## What to work on
A. Reproduce the part of the Star Wars text starting with "As I stated, Mystery" and going on through "franchise with them.".
B. Sum up the Star Wars text in two sentences.

------ Text block ------

So far, History and Mystery love the franchise. They love Luke and Leia, but their all time favorite is Darth Vader. They adore him and desperately want to play with him. Jody and I have tried to get the girls picked at a couple of sessions of Jedi Training Academy during visits to Disneyland, but even dressing them in matching Stormtrooper Stand-Up to Cancer T-shirts (a gift of my dear friend Joel) hasn't prompted their selection. Jody has observed that the selection trend by certain Jedi Masters has a noticeable gender bias, but I want more points of data before I make a decision in that regard. If it is the case, I will definitely be sending management a stern letter. But the Jedi "cast members" are comprised of a nice mix, so I'm willing to believe that our 4 or so attempts are too small a sample to make generalizations from -- though not too few to mention in passing. But that is not what this post is about, so back on track.
As I stated, Mystery and History adore the Star Wars franchise and even create their own stories from time to time using their plush Darth Vaders. Sharing Star Wars with my daughters -- and all my other quirky interests -- is one of the great joys of parenting. But I am resistant to sharing the more recent installments of the franchise with them.

------ Data section ------

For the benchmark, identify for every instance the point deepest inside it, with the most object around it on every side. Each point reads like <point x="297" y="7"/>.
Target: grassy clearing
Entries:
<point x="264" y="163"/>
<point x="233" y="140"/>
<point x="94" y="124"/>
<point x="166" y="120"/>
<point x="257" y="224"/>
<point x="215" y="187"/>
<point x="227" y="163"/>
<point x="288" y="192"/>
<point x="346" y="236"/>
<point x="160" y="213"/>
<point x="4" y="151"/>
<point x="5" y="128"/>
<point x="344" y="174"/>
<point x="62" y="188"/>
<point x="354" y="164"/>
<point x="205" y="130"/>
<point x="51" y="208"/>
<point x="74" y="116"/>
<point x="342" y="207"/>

------
------ Data section ------

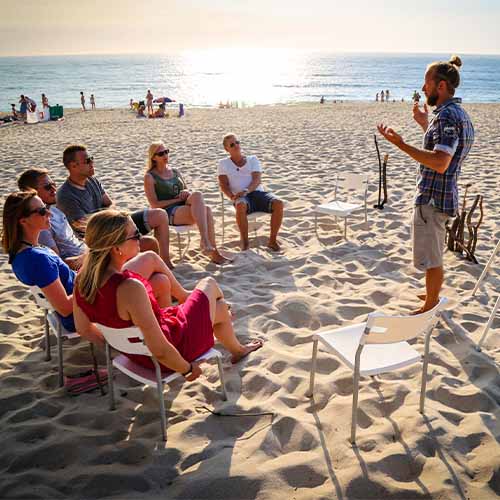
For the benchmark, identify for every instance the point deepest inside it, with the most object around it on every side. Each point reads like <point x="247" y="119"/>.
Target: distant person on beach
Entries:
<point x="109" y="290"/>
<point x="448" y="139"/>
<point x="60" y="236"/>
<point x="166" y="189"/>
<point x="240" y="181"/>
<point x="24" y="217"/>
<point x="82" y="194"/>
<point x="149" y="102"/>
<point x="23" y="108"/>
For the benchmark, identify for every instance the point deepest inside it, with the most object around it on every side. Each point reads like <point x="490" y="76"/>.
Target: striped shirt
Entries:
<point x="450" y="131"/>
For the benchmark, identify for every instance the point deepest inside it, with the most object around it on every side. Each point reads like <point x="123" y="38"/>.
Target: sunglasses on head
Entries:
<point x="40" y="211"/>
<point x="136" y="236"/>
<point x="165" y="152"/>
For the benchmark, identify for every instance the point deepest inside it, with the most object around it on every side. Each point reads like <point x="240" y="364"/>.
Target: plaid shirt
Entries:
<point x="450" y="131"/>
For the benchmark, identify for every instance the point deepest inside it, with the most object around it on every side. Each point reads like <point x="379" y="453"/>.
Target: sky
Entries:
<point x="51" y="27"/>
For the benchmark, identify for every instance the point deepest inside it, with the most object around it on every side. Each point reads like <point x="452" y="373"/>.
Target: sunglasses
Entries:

------

## Results for each task
A.
As I stated, Mystery and History adore the Star Wars franchise and even create their own stories from time to time using their plush Darth Vaders. Sharing Star Wars with my daughters -- and all my other quirky interests -- is one of the great joys of parenting. But I am resistant to sharing the more recent installments of the franchise with them.

B. The writer's daughters, History and Mystery, love Star Wars and adore Darth Vader most of all, but they have not been picked for Jedi Training Academy at Disneyland in about four tries. They make up their own stories with plush Darth Vaders, and while sharing Star Wars with them is one of the great joys of parenting, the writer is reluctant to show them the more recent installments.